_JOB_. Extract every one of the lines below and reproduce each one word for word.

_Entries for pointing and labeling_.
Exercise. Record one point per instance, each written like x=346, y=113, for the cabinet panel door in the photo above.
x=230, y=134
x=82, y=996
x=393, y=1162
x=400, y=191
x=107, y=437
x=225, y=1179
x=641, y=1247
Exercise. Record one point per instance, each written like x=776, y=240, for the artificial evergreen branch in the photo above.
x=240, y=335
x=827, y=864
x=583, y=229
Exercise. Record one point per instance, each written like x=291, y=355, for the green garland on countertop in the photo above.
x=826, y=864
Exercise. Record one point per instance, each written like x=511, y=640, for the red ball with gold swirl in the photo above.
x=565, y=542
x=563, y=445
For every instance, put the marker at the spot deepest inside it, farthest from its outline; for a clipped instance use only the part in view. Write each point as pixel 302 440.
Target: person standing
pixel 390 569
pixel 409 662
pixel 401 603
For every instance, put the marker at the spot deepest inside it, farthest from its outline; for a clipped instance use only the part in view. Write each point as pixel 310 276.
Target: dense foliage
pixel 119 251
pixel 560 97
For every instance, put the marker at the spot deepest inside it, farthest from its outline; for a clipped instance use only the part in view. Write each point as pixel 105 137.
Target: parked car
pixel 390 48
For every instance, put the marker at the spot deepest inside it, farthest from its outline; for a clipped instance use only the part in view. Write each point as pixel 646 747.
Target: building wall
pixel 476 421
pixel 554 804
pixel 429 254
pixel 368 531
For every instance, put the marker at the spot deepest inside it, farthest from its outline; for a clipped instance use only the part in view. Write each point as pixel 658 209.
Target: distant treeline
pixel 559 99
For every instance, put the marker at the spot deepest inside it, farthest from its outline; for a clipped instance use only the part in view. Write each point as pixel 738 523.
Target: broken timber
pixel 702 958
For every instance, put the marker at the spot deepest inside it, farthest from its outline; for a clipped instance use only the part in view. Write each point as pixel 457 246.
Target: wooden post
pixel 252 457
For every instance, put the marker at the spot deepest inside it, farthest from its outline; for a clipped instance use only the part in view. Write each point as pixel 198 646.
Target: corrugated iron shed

_TASK SOLUTION_.
Exercise. Record one point per instance, each written like x=346, y=113, for the cabinet panel door in the photo above.
x=230, y=134
x=82, y=996
x=393, y=1162
x=400, y=191
x=107, y=437
x=225, y=1179
x=641, y=1247
Exercise. Record one point per instance, each written like x=776, y=240, for the artificial evergreen branch in the photo above.
x=240, y=335
x=827, y=864
x=583, y=229
Exercise. Record one point per instance, each written like x=291, y=355, for the green garland on countertop in the photo above.
x=826, y=864
Exercise. Record one point per instance, each written like x=511, y=640, for the red ball with gold swirl in the photo above.
x=565, y=542
x=563, y=445
For every instance, put the marker at the spot deepest inside it, farthest from its outline; for a clipped instance use only the part in view. Write each point as pixel 302 440.
Target: person standing
pixel 390 569
pixel 409 662
pixel 401 603
For every instance, put the marker at the spot deepest inside it, farthest from its outline; for a clipped instance use only the part in view. Write each point as pixel 310 276.
Target: dense foliage
pixel 119 251
pixel 560 97
For every instance, put the marker at the spot deepest inside it, farthest from its outline; for a clipped instance use only the part in view. Write each point as pixel 105 137.
Target: parked car
pixel 390 48
For every instance, put the marker at the spot deepest inside it, farthest from its outline; for a clipped instance use only the part in view. Write each point as pixel 646 747.
Target: building wall
pixel 476 421
pixel 554 804
pixel 429 254
pixel 368 531
For every instance, put the marker at the spot deepest inside it, farthest from its outline; for a clipped instance use only the part in view. Write each point as pixel 658 209.
Target: distant treeline
pixel 559 99
For every instance, put the marker at the spot deepest inside it, farthest from its outline; for a clipped instance use only the part in view. Write each point as pixel 738 523.
Target: broken timber
pixel 702 958
For every instance, put the marker at the spot deepest inside it, farthest from its outline; for a clipped instance use only the part in view. Write each point as pixel 457 246.
Target: wooden post
pixel 252 457
For every instance, put the marker at the spot deepest inside it, farthest from its outline; for a clipped instance use only the part in view. Write each point as pixel 198 646.
Target: corrugated iron shed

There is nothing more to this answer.